**Dataset**
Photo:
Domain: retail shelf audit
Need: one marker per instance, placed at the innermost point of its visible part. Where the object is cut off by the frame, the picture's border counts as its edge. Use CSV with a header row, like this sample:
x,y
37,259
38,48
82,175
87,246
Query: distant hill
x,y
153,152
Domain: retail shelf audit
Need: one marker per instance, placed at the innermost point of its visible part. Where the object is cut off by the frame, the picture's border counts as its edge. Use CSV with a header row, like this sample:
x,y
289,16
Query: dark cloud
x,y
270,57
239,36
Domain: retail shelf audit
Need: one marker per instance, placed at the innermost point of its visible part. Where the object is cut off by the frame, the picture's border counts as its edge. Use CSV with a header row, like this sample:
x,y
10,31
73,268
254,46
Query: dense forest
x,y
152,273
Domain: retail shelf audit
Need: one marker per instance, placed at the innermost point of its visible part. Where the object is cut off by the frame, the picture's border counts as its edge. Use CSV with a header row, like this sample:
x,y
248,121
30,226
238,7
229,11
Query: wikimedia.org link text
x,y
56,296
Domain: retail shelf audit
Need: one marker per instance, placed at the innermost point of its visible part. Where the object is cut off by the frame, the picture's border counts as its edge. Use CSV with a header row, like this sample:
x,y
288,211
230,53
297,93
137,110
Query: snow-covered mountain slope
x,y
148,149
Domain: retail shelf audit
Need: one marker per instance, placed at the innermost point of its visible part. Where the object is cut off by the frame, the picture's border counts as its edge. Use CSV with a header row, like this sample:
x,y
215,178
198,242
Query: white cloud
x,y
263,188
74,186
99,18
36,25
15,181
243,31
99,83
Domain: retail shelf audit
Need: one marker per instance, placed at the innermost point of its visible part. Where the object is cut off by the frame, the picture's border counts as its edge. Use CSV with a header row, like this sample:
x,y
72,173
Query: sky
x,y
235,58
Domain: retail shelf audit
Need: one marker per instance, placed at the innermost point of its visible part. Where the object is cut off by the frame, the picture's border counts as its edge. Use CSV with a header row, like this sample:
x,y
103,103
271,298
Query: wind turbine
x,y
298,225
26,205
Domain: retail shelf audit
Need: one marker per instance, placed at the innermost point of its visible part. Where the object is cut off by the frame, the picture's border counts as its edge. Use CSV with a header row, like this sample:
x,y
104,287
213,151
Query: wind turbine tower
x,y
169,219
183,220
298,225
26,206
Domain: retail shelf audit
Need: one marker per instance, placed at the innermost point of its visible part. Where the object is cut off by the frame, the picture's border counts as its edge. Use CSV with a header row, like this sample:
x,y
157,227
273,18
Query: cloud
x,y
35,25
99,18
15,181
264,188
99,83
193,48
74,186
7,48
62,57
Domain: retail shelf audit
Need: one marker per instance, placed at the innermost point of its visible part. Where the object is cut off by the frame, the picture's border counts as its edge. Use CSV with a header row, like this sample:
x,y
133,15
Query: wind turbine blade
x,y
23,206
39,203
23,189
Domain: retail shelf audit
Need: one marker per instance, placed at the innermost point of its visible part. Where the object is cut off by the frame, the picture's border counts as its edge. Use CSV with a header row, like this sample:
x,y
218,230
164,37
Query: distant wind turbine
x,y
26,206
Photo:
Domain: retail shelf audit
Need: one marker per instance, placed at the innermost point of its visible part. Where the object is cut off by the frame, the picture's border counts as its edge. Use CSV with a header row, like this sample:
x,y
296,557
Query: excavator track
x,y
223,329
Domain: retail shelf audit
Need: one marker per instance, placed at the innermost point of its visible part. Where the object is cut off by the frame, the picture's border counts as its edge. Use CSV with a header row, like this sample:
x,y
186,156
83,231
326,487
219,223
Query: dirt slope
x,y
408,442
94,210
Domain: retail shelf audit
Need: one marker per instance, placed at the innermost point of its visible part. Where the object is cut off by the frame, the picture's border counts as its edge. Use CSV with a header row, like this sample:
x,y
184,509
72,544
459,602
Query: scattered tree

**Instructions for the task**
Return the full material exactly.

**Answer section**
Photo:
Domain: retail shelf audit
Need: one marker per instance, placed at the innermost point of its visible part. Where the object is cut off by the frame, the picture's border counts as its edge. Use CSV with a header row, like this sample:
x,y
37,259
38,48
82,175
87,246
Query: distant hill
x,y
153,152
Domain: retail shelf audit
Need: one marker per instance, placed at the innermost point of its visible part. Where the object is cut off by the frame, the picture's border counts as its edge. Use CSV with a header row, like this sample:
x,y
289,16
Query: dark cloud
x,y
270,57
239,36
Domain: retail shelf audit
Need: one marker per instance, placed at the innermost point of its visible part. Where the object is cut off by the frame, the picture's border counts as its edge. Use CSV with a header row, like this sample:
x,y
10,31
73,268
254,46
Query: dense forest
x,y
152,273
Domain: retail shelf audit
Need: one marker per instance, placed at the innermost point of its visible part. Where the object is cut off by the frame, the picture's border counts as its edge. Use CSV with a header row, like this sample:
x,y
248,121
30,226
238,7
229,11
Query: wikimedia.org link text
x,y
56,296
Domain: retail shelf audit
Need: one marker per instance, placed at the innermost point of its visible part. Where the object is cut off by the frame, the picture's border counts as its edge. Use CSV with a header row, like this sample:
x,y
288,211
230,53
297,93
137,110
Query: snow-covered mountain slope
x,y
148,149
Domain: retail shelf audit
Need: one marker per instance, placed at the innermost point of its visible part. Where the object is cut off by the frame, the picture's border counts as its edge. Use CSV with a header row, like this sample:
x,y
215,178
198,242
Query: white cloud
x,y
263,188
74,186
99,18
36,25
15,181
243,31
99,83
Domain: retail shelf audit
Need: one marker per instance, placed at the innermost point of its visible part. Where the object is cut off by the frame, the picture's border counts as its edge. Use CSV with a header row, like this sample:
x,y
72,173
Query: sky
x,y
235,58
Domain: retail shelf audit
Need: one marker per instance, placed at the innermost point of its visible part. Where the object is cut off by the frame, the picture's border counts as its edge. Use CSV with a header row, like this sample:
x,y
103,103
271,298
Query: wind turbine
x,y
298,225
26,205
Domain: retail shelf audit
Need: one marker per instance, placed at the innermost point of its visible part. Where the object is cut off by the frame, the picture's border counts as its edge. Use CSV with a header row, like this sample:
x,y
104,287
213,151
Query: wind turbine tower
x,y
169,219
183,220
298,225
26,206
Domain: retail shelf audit
Need: one marker per instance, placed at the innermost point of its visible part. Where the object is cut off by the frame, the picture's border counts as its edge. Use CSV with a header row, like this sample:
x,y
157,227
273,18
Query: cloud
x,y
35,25
99,18
15,181
264,188
99,83
193,48
74,186
7,48
62,57
Domain: retail shelf audit
Need: one marker per instance, placed at the innermost point of its visible part. Where the object is cut off by the frame, the picture's border counts as its edge. Use CSV with a header row, like this sample:
x,y
133,15
Query: wind turbine blade
x,y
23,206
39,203
23,189
Domain: retail shelf audit
Need: one marker per instance, placed at the innermost point of its visible part. Where the object is cut off by the frame, the picture's border counts as its edge. Use CSV with a header row, like this sample:
x,y
218,230
164,37
Query: distant wind turbine
x,y
26,206
Photo:
Domain: retail shelf audit
Need: one marker per instance, placed at the innermost point of its visible part. Where the object is cut off by the frame, the picture's border counts as its edge. Use CSV with a header row, like this sample:
x,y
296,557
Query: excavator track
x,y
223,329
Domain: retail shelf audit
Need: one marker per instance, placed at the innermost point of its visible part. Where the object is cut off by the frame, the picture's border counts as its edge. Use CSV with a header row, like this sample:
x,y
186,156
83,231
326,487
219,223
Query: dirt slope
x,y
408,442
94,210
Domain: retail shelf audit
Need: one marker per instance, placed at the innermost point of its visible part. Where the object is cut off by the frame, the picture's border counts as its edge. Use CSV with a header row, like this sample:
x,y
184,509
72,544
459,602
Query: scattered tree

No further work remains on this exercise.